What this task involves
Extract every entry word for word.

Dataset excerpts on object pointing:
=====

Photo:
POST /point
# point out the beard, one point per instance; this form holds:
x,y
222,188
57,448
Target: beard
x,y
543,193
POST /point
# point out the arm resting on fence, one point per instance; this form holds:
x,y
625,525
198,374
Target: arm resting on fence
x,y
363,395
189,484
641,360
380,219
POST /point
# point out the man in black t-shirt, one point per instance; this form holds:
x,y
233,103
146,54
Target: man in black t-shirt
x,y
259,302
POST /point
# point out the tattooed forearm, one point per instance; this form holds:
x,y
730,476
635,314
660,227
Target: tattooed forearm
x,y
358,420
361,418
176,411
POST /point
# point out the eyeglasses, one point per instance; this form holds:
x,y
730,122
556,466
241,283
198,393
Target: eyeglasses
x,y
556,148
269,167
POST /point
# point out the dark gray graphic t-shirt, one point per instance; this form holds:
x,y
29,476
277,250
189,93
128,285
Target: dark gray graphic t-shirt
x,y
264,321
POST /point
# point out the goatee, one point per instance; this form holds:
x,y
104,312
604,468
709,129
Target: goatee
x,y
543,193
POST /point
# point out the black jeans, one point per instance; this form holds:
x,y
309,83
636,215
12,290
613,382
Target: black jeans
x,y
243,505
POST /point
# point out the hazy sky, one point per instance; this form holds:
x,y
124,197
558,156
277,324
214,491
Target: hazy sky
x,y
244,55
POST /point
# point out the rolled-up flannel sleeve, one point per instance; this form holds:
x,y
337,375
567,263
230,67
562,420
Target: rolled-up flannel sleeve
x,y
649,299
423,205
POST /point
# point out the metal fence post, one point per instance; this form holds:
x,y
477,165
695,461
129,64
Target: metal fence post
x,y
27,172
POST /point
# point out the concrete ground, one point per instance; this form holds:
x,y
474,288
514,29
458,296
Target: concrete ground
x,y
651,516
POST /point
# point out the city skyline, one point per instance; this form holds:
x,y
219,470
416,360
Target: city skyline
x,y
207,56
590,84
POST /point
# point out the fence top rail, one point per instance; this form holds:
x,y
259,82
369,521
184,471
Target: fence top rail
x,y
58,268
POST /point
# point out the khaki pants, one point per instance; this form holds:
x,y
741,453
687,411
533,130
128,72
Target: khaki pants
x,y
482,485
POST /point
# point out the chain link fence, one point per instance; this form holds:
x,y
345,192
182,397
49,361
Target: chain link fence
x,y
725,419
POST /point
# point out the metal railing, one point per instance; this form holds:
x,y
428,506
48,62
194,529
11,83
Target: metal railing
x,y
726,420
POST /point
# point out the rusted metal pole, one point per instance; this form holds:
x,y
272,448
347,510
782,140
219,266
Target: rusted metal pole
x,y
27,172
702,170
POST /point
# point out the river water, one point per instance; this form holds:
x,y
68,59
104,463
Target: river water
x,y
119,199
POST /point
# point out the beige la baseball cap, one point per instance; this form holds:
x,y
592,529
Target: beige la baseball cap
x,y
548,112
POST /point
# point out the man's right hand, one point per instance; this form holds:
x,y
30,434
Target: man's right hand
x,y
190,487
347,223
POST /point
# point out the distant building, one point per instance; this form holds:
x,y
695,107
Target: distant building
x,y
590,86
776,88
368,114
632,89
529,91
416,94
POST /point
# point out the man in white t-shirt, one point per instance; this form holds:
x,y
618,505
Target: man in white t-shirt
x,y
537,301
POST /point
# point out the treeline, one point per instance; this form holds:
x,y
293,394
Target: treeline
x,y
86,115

=====

The completed task
Photo:
POST /point
# point out the beard, one point per instance; this form holds:
x,y
222,188
57,448
Target: beard
x,y
543,193
POST /point
# point out the arm resting on fence, one point per instance; this form holds:
x,y
625,525
198,374
Target: arm resting on fence
x,y
363,395
189,484
641,360
380,219
POST /point
# point out the man in black t-shirt, one point per instance; this form holds:
x,y
233,103
146,54
Target: man in black t-shirt
x,y
259,302
POST /point
# point out the tattooed forearm, one point per instance; this form holds:
x,y
730,476
635,314
660,227
Target: tattooed forearm
x,y
358,420
361,418
176,411
POST /point
# point out the eyeglasses, one point per instance; this form holds:
x,y
730,122
556,466
241,283
198,393
Target: eyeglasses
x,y
556,148
269,167
POST /point
# point out the dark gray graphic t-shirt, one point per instance; this form holds:
x,y
29,476
277,250
189,93
128,285
Target: dark gray graphic t-shirt
x,y
264,321
POST /point
# point out the goatee, one point per instance; this form holds:
x,y
104,312
604,468
709,129
Target: goatee
x,y
543,193
POST /point
# point out the black jeans, one point per instance; this form holds:
x,y
309,83
636,215
12,290
613,382
Target: black jeans
x,y
243,505
POST /point
# point out the hazy sky, one point per instance; this form holds:
x,y
124,197
558,156
277,324
214,491
Target: hazy sky
x,y
244,55
POST /point
# point out the rolled-up flannel sleeve, one point per instance; this form holds:
x,y
337,375
567,263
230,67
562,420
Target: rolled-up flannel sleeve
x,y
649,299
423,205
POST /point
# point out the metal fence post, one point per instance; this form holds:
x,y
477,165
695,461
129,64
Target: metal fence post
x,y
27,172
POST /point
# point out the concrete ground, one point per instance; this form holds:
x,y
474,288
514,29
458,296
Target: concrete ground
x,y
651,516
POST /point
# point out the city skyline, one point per instance; this form holds:
x,y
219,470
416,360
Target: city skyline
x,y
207,56
590,84
POST /point
# point out the fence top rail, one point per instance; this form holds:
x,y
259,82
369,521
184,471
Target: fence top rail
x,y
58,268
POST /point
# point out the khaki pants, one point per instance; this form holds:
x,y
741,453
687,411
533,130
128,72
Target: khaki pants
x,y
482,485
POST /point
# point out the chain link fence, one point per instance; this form holds:
x,y
345,192
182,397
49,361
Target: chain link fence
x,y
725,419
POST /point
# point out the metal railing, one point per instance; this form holds:
x,y
428,506
48,62
194,529
11,83
Target: metal railing
x,y
726,420
POST /point
# point out the rusted metal pole, one point per instance; this form holds:
x,y
272,448
347,510
782,140
219,266
Target: rusted metal pole
x,y
27,172
702,170
POST /point
# point out the river water, one point per instance; this form holds:
x,y
68,59
104,463
Target: river water
x,y
119,199
POST /point
# point out the beige la baseball cap, one point per instance; this form holds:
x,y
592,529
Target: beige la baseball cap
x,y
548,112
POST /point
# point out the man's right hand, one point per instance; this form holds:
x,y
30,434
Target: man's right hand
x,y
190,487
347,223
POST /point
# point out the distant building, one point per instance; this form holds:
x,y
695,107
Target: distant building
x,y
590,86
776,88
368,114
632,89
529,91
416,94
POST /point
# point out the man in white t-shirt, one point per instance; this form holds:
x,y
618,505
Target: man in white t-shirt
x,y
537,301
POST /point
# point out the treeline, one point per instance; this form holds:
x,y
293,394
Target: treeline
x,y
86,115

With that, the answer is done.